→ Exercise description
All material below is to be reproduced exactly.

-------------------------

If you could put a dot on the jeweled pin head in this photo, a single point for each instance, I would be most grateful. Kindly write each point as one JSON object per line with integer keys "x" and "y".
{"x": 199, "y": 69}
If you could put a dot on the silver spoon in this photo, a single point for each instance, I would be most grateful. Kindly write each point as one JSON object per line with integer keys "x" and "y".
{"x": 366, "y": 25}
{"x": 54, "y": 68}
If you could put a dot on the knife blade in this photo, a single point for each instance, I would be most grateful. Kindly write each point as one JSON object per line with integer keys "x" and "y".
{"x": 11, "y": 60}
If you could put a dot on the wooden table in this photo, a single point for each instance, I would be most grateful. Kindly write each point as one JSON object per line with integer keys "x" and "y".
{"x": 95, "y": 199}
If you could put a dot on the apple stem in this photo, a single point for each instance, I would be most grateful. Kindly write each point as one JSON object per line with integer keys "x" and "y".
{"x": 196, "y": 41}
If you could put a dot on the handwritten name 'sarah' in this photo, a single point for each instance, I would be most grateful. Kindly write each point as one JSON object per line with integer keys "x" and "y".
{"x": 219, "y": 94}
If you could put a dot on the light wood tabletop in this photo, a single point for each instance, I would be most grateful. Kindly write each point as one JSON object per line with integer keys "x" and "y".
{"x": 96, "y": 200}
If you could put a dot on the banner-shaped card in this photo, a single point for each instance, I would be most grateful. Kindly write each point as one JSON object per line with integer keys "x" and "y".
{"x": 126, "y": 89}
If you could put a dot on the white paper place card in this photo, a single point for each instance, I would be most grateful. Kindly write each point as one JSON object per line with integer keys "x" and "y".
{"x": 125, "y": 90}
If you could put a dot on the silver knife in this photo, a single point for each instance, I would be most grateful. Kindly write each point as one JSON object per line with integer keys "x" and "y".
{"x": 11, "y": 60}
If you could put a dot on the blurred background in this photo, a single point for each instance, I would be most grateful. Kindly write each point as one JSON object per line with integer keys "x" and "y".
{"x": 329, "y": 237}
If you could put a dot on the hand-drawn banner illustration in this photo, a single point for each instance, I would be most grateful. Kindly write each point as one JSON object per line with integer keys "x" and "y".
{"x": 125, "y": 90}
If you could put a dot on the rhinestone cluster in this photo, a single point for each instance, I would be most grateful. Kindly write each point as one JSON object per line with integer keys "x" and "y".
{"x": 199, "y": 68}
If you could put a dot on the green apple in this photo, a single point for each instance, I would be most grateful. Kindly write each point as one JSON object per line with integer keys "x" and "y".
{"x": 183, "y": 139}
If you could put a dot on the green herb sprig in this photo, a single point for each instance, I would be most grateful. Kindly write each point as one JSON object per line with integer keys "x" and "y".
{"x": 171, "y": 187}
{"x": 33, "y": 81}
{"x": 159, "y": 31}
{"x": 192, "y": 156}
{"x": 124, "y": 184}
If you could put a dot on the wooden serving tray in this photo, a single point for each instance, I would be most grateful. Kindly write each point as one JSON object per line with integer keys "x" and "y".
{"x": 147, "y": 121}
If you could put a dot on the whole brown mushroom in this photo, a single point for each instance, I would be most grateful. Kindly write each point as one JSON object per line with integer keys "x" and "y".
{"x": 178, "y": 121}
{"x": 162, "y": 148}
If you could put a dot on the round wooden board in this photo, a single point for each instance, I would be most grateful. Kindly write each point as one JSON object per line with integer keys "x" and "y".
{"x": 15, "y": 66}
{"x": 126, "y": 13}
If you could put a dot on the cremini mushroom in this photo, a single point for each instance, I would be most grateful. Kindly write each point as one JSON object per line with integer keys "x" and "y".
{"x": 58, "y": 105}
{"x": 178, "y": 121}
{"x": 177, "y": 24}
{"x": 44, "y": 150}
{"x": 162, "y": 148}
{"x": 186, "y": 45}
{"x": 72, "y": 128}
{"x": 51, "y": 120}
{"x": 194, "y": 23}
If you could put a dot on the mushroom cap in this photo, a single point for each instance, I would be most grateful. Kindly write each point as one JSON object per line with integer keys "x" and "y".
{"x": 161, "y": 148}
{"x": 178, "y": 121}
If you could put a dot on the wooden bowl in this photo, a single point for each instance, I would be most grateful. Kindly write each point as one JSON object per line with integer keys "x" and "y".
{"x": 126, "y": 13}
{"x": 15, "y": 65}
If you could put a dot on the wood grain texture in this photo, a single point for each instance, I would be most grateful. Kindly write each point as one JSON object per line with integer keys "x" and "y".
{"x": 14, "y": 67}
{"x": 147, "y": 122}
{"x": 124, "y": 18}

-------------------------

→ Worked solution
If you could put a dot on the jeweled pin head in this photo, a single point for each instance, I would be most grateful. Kindly write each point as one JSON object per line with integer keys "x" and "y".
{"x": 199, "y": 69}
If you could put a dot on the silver spoon in this photo, a single point for each instance, I would be most grateful. Kindly write each point as one JSON object per line with integer keys "x" and "y".
{"x": 366, "y": 25}
{"x": 54, "y": 68}
If you could put a dot on the knife blade in this photo, a single point for each instance, I would be most grateful. Kindly write each point as one JSON object per line with integer keys "x" and "y".
{"x": 11, "y": 60}
If you could put a dot on the wooden table in this photo, a single point for each instance, I would be most grateful. Kindly write each point as one JSON object per line with integer keys "x" and "y".
{"x": 95, "y": 199}
If you could put a dot on the apple stem in this photo, a single point for each instance, I would be most grateful. Kindly write each point as one JSON object per line with integer keys "x" and "y".
{"x": 196, "y": 41}
If you could put a dot on the handwritten name 'sarah' in this photo, a single point for each instance, I would be most grateful. Kindly write each point as one JSON object per line with integer keys "x" and "y".
{"x": 219, "y": 94}
If you could put a dot on the light wood tabletop in this photo, a single point for each instance, I would be most grateful. Kindly write each point as one JSON object per line with integer keys "x" and "y".
{"x": 96, "y": 200}
If you could put a dot on the banner-shaped card in this photo, a single point for each instance, I would be most grateful. Kindly write each point as one JSON object per line with integer keys "x" and "y".
{"x": 126, "y": 89}
If you could put a dot on the white paper place card in this photo, a single point for each instance, I would be most grateful. Kindly write each point as one JSON object per line with integer keys "x" and "y".
{"x": 125, "y": 90}
If you could put a dot on the silver knife in this photo, a single point for each instance, I would be most grateful. Kindly write each point as one JSON object per line with integer keys "x" and "y".
{"x": 11, "y": 60}
If you could put a dot on the blurred background in this photo, a single point for each instance, I would be most grateful. Kindly write each point as one JSON object per line with integer keys "x" and "y".
{"x": 329, "y": 237}
If you could put a dot on the hand-drawn banner illustration in this photo, a single point for each instance, I would be most grateful. Kindly write each point as one JSON object per line with integer keys "x" and "y".
{"x": 125, "y": 90}
If you could put a dot on the rhinestone cluster in this photo, a single point for each instance, I would be most grateful. Kindly write each point as one JSON object per line with integer keys "x" and "y".
{"x": 199, "y": 68}
If you could put a dot on the green apple in this photo, a single point for each instance, I would be most grateful. Kindly write each point as one JSON object per line with integer keys "x" and "y".
{"x": 183, "y": 139}
If you could put a dot on the green herb sprig in this photo, a single point for each instance, I would be most grateful. Kindly write each point as one JSON object per line with integer keys "x" and "y".
{"x": 171, "y": 187}
{"x": 33, "y": 81}
{"x": 159, "y": 31}
{"x": 192, "y": 156}
{"x": 124, "y": 184}
If you could put a dot on the wooden serving tray in this photo, a single point for each instance, I would be most grateful. Kindly write each point as one JSON object per line with integer keys "x" and "y".
{"x": 147, "y": 121}
If you could put a dot on the whole brown mushroom in this photo, a single point for each instance, I would be most grateful. Kindly write each point as one JSON object per line with integer keys "x" and "y".
{"x": 178, "y": 121}
{"x": 162, "y": 148}
If you could put a dot on the round wooden board in this photo, a single point for each instance, I would be most grateful. Kindly write each point as one JSON object per line with integer keys "x" and "y".
{"x": 15, "y": 66}
{"x": 126, "y": 13}
If you could put a dot on the cremini mushroom in this photo, a single point for each instance, I would be most grateful. Kindly write each point as one JSON object per line with integer keys "x" and "y".
{"x": 58, "y": 105}
{"x": 178, "y": 121}
{"x": 177, "y": 24}
{"x": 44, "y": 150}
{"x": 162, "y": 148}
{"x": 186, "y": 45}
{"x": 72, "y": 128}
{"x": 51, "y": 120}
{"x": 194, "y": 23}
If you could put a dot on the mushroom cap in this photo, a single point for each instance, I would be most grateful. Kindly write each point as one JSON object per line with integer keys "x" and "y".
{"x": 161, "y": 148}
{"x": 178, "y": 121}
If you could put a dot on the wooden bowl in this photo, a single point for each instance, I would be most grateful. Kindly write each point as one JSON object per line with integer keys "x" and "y".
{"x": 126, "y": 13}
{"x": 15, "y": 65}
If you could put a dot on the wood grain texture in this photo, a single point for each instance, I would be most grateful. Kindly write each point as one JSON object per line with integer keys "x" and "y".
{"x": 14, "y": 67}
{"x": 147, "y": 122}
{"x": 124, "y": 18}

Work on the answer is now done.